#### CONSIGNE:
Pouvez-vous réécrire toutes les lignes ci-dessous en changeant « tow truck » en « breakdown truck », sans rien modifier d'autre et sans reprendre les images ?

#### LIGNES FOURNIES:
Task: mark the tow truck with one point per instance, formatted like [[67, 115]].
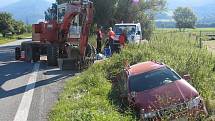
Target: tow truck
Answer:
[[64, 41]]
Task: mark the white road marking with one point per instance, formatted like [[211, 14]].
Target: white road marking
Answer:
[[24, 107]]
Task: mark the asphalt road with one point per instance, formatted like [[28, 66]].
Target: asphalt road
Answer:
[[27, 90]]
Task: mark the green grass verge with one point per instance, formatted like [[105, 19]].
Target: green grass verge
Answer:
[[4, 40], [90, 96], [187, 30]]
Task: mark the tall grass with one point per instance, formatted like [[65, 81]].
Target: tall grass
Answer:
[[90, 95]]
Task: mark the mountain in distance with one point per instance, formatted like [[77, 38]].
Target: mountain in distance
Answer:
[[204, 9], [28, 11]]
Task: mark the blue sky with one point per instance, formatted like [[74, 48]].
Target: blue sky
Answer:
[[7, 2]]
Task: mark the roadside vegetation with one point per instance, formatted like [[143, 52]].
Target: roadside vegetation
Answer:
[[90, 96]]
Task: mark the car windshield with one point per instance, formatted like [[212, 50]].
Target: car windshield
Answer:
[[152, 79], [129, 28]]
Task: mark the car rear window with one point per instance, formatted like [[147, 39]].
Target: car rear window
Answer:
[[152, 79]]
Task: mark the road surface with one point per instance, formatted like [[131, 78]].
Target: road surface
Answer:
[[27, 90]]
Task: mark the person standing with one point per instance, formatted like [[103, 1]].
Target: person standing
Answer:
[[99, 39], [122, 39], [111, 35]]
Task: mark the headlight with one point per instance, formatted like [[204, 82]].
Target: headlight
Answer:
[[194, 103]]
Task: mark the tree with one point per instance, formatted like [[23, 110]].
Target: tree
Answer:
[[104, 12], [5, 23], [51, 13], [185, 18]]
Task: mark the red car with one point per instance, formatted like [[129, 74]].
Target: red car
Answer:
[[158, 92]]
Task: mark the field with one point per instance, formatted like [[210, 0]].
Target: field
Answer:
[[90, 96], [13, 38], [187, 30]]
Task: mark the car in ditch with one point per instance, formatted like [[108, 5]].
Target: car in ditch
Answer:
[[158, 92]]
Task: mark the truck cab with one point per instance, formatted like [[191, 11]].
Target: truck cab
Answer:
[[133, 30]]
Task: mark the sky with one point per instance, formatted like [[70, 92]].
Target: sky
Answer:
[[8, 2]]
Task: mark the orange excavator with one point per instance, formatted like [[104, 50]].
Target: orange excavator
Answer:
[[64, 41]]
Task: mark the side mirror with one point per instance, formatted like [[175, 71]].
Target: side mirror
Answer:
[[187, 77], [138, 33]]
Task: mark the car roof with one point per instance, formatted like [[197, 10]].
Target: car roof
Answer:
[[144, 67]]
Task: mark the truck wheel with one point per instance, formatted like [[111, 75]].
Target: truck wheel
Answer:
[[52, 55], [17, 53]]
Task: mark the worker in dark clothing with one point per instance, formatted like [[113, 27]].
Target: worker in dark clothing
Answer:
[[99, 39], [111, 35]]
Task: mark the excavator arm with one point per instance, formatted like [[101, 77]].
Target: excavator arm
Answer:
[[87, 15]]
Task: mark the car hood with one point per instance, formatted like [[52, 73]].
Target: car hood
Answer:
[[162, 97]]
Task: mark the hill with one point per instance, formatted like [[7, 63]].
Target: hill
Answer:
[[29, 11]]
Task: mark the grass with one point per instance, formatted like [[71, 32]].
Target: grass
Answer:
[[90, 96], [188, 30], [4, 40]]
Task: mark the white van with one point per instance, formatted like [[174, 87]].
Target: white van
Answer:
[[134, 32]]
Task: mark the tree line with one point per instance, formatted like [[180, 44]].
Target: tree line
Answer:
[[109, 12], [10, 26]]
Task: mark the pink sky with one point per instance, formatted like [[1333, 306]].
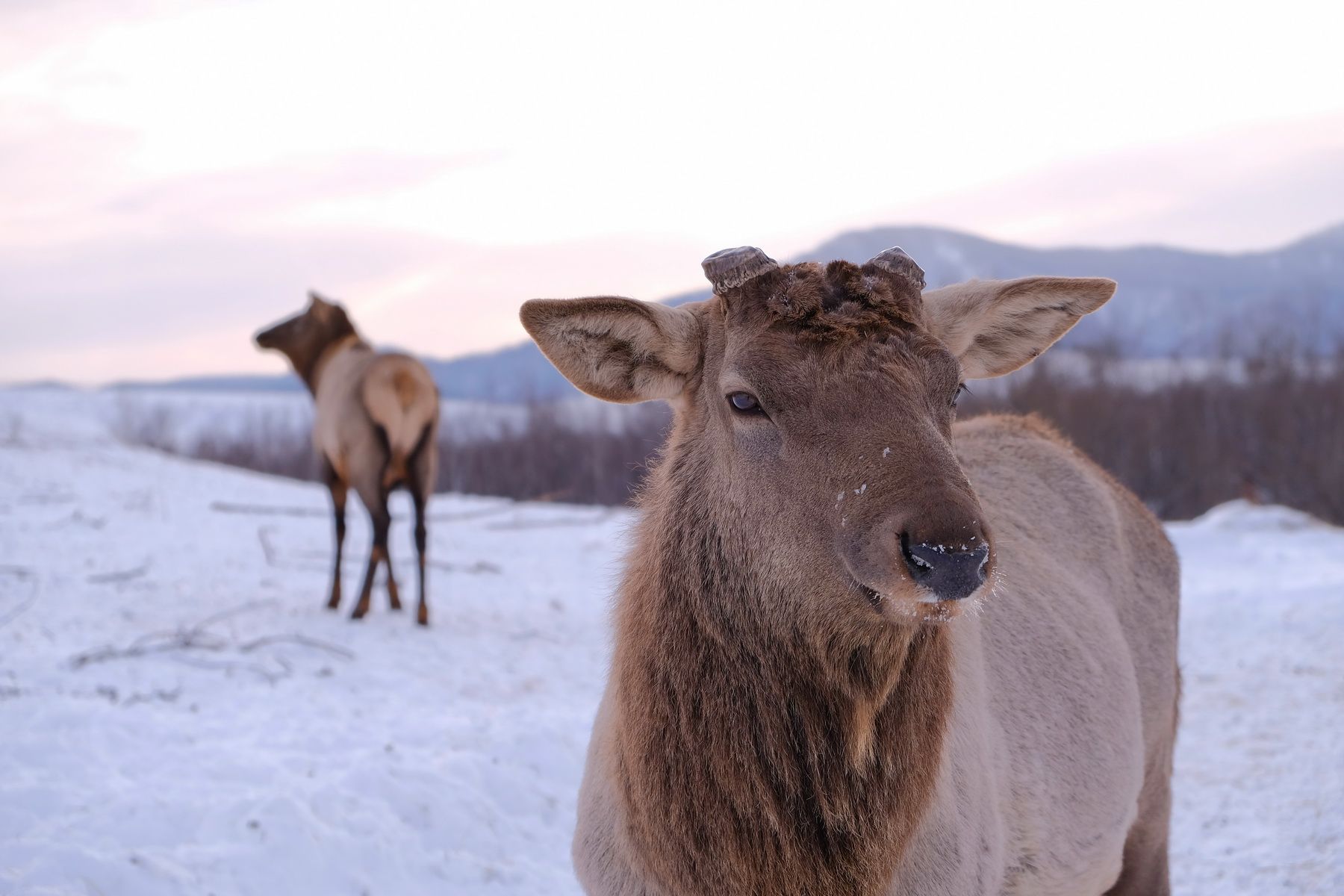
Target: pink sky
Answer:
[[178, 175]]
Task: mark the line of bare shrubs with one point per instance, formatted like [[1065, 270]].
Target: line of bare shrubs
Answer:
[[1275, 430], [1272, 433]]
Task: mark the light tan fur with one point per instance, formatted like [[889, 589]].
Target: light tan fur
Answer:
[[376, 429], [789, 711]]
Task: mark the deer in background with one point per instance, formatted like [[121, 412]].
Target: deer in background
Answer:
[[376, 429], [860, 648]]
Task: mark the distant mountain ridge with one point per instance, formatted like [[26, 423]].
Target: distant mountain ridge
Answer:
[[1171, 302]]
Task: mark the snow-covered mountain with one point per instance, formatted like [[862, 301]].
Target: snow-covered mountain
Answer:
[[1172, 302]]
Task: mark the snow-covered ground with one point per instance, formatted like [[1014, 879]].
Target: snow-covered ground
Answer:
[[181, 715]]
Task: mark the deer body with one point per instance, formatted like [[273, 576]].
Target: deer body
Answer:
[[800, 702], [376, 422]]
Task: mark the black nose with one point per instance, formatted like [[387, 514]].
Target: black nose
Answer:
[[948, 571]]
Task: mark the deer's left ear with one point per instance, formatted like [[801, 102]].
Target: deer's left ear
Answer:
[[617, 349], [994, 327]]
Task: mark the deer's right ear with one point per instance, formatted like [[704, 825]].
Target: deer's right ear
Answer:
[[615, 348]]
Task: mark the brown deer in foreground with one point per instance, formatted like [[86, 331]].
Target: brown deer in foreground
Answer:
[[860, 648], [376, 423]]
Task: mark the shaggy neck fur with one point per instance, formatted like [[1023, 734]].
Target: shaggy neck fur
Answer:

#### RÉSULTAT OBTENU:
Task: mark the breakdown truck with one point per instance, formatted like [[67, 115]].
Target: breakdown truck
Answer:
[[64, 41]]
Task: mark the white road marking with one point per instance, formatted like [[211, 14]].
Target: white road marking
Answer:
[[24, 107]]
Task: mark the asphalt road with one point per instance, formatted like [[28, 66]].
Target: asphalt road
Answer:
[[27, 90]]
Task: mark the green grass verge with one point per instance, formatted like [[105, 19]].
Target: green grass verge
Answer:
[[4, 40], [90, 96], [187, 30]]
Task: mark the tall grass with one point per instance, formatted like [[65, 81]].
Target: tall grass
Answer:
[[90, 95]]
Task: mark the mountain in distance with one point per instance, formatted like [[77, 38]].
Target: mountain in distance
Answer:
[[204, 9], [28, 11]]
Task: mark the blue sky with one point per instance, formatted like [[74, 48]].
Target: blue sky
Answer:
[[7, 2]]
Task: mark the roadside vegetation with one point per instance, formatted like [[143, 52]].
Target: roadside vegetation
Answer:
[[90, 96]]
Task: mark the car windshield with one point per instance, formatted like [[212, 50]].
Target: car windshield
Answer:
[[152, 79], [129, 28]]
Task: mark the car rear window with one point per instance, formatted like [[147, 39]].
Target: car rear window
Answer:
[[152, 79]]
Task: mark the road surface with one point per instance, formatted like [[131, 78]].
Target: road surface
Answer:
[[27, 90]]
Task: mark the person standing with one point per instance, formatted like [[103, 1]].
Target: person standing
Answer:
[[99, 39], [122, 39], [111, 35]]
Task: mark the headlight with one point per instance, formatted like [[204, 82]].
Target: headlight
Answer:
[[194, 103]]
Task: mark the tree with one point per instance, formatted like [[23, 110]].
Target: tree
Answer:
[[104, 12], [5, 23], [51, 13], [185, 18]]
Task: mark the red car with one point per instance, formatted like [[129, 74]].
Target: red car
Answer:
[[158, 92]]
Task: mark the field with one point per instance, formatted like [[210, 0]].
Target: field
Answer:
[[90, 96], [13, 38], [187, 30]]
Task: mark the car in ditch with one point per instance, formatted like [[108, 5]].
Target: car in ditch
Answer:
[[158, 92]]
Task: mark the truck cab with one point per instance, formatted like [[191, 11]].
Target: truck cab
Answer:
[[133, 30]]
Task: mark the sky with one point per instance, formatted like [[70, 92]].
Target: sky
Answer:
[[8, 2]]
Task: mark the orange excavator with one point per instance, formatted like [[104, 50]].
Target: orange excavator
Answer:
[[64, 41]]
Task: mark the side mirror with one point per instance, formatted like [[175, 71]].
Target: side mirror
Answer:
[[187, 77], [138, 33]]
Task: mark the car roof with one point per instance, formatted like [[197, 10]].
Target: car roof
Answer:
[[144, 67]]
Task: mark the truck wheel with one point per instance, formatted like [[111, 75]].
Target: truck wheel
Answer:
[[52, 55], [17, 53]]
Task: mark the worker in dark clothing with one point per instance, formatted like [[113, 27]].
Target: worker in dark clothing
Answer:
[[99, 39], [111, 35]]
Task: mark the excavator arm with one point per instance, formatted like [[101, 77]].
Target: excavator arm
Answer:
[[87, 15]]
Task: mark the car hood with one point per instance, formatted like [[52, 73]].
Target: car hood
Answer:
[[162, 97]]
Task: mark the hill with one point per instance, formatted like [[7, 63]].
Target: hill
Answer:
[[29, 11]]
Task: mark the grass with one point per instance, formatted like [[71, 32]].
Target: grass
Answer:
[[90, 96], [188, 30], [4, 40]]
Task: mark the white van with one point per instance, formatted like [[174, 87]].
Target: white van
Answer:
[[134, 32]]
Task: mark the tree line with one point per instance, formatted like [[180, 44]].
Target: tree line
Answer:
[[109, 12], [10, 26]]
Task: mark the pink sky with one point per instance, formatted like [[1333, 306]].
Target: pink sky
Answer:
[[178, 175]]
Task: mark the line of bare shrubs with one point per instance, formatted like [[1065, 270]].
Target: line of bare shrubs
Answer:
[[1275, 430], [1272, 433]]
Task: mark the light tan fur with one point per instance, formatted like [[889, 589]].
Target: light tan fur
Answer:
[[376, 429], [789, 711]]
Task: mark the deer in background with one point per instance, formatted like [[121, 412]].
Target: deer in background
Answer:
[[376, 429], [860, 648]]
Task: mark the distant mountain ridge with one point per instance, formatted like [[26, 423]].
Target: distant mountain ridge
Answer:
[[1171, 302]]
Task: mark the snow-covered mountain with one point per instance, formatted like [[862, 301]].
Target: snow-covered mountain
Answer:
[[1172, 302]]
Task: mark the snow-covered ground with one point per instance, formatted like [[1014, 879]].
Target: snow-covered ground
Answer:
[[181, 715]]
Task: mark the deer body with one point per instance, formatted like [[273, 576]].
Target: deer body
Answer:
[[800, 702], [376, 422]]
Task: mark the black nose with one point per instance, formatted like [[387, 514]].
Target: black nose
Answer:
[[948, 571]]
Task: mark the deer's left ear with one point per instance, formatted like [[801, 102]].
Target: deer's left ear
Answer:
[[617, 349], [994, 327]]
Task: mark the deer's right ear with one point per instance, formatted like [[704, 825]].
Target: deer's right ear
Answer:
[[615, 348]]
Task: mark the brown deer in foreground with one point per instance, formatted like [[86, 331]].
Target: brown deer in foreground
Answer:
[[860, 648], [376, 423]]
Task: mark the shaggy neck fur with one point per instance, formatted like [[1023, 734]].
Target: shaggy neck fur
Answer:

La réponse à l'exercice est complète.